= WHAT YOU WILL DO =
Rewrite every row below, replacing "in this photo" with "in the image" and keeping everything else the same. Omit the pictures from your answer.

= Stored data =
————————
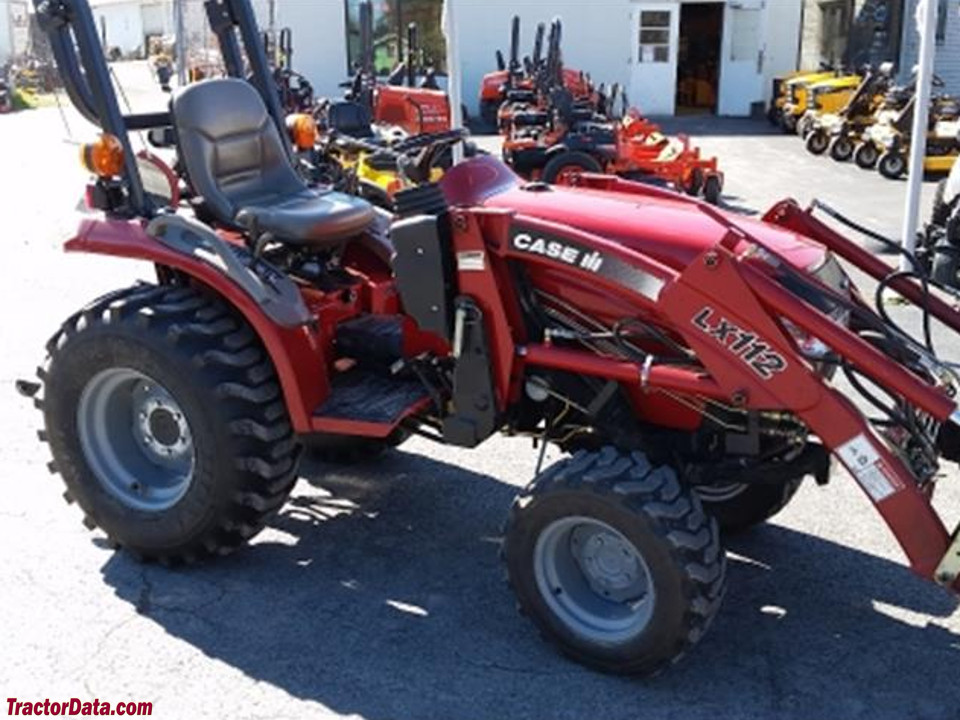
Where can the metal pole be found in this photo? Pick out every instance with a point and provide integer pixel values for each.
(927, 27)
(453, 71)
(181, 48)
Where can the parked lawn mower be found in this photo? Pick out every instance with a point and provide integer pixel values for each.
(564, 138)
(515, 81)
(838, 132)
(401, 101)
(528, 103)
(681, 354)
(378, 172)
(780, 95)
(886, 146)
(808, 99)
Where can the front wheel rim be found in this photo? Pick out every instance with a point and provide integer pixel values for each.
(895, 165)
(136, 439)
(594, 580)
————————
= WRITTEN ANSWER =
Where can the metal pole be found in the image? Pick out every instance with a point and provide integer pixel values for each.
(927, 27)
(453, 71)
(181, 48)
Where can the parked lawn mower be found in the image? Pick out every instance with a point and provide integer pixel values for each.
(564, 138)
(515, 81)
(838, 132)
(401, 101)
(528, 103)
(681, 354)
(378, 172)
(780, 95)
(886, 146)
(808, 99)
Where can the front wheel rim be found in the image? Pick out every instance with a point and provide integer pixel values for each.
(895, 165)
(136, 439)
(594, 580)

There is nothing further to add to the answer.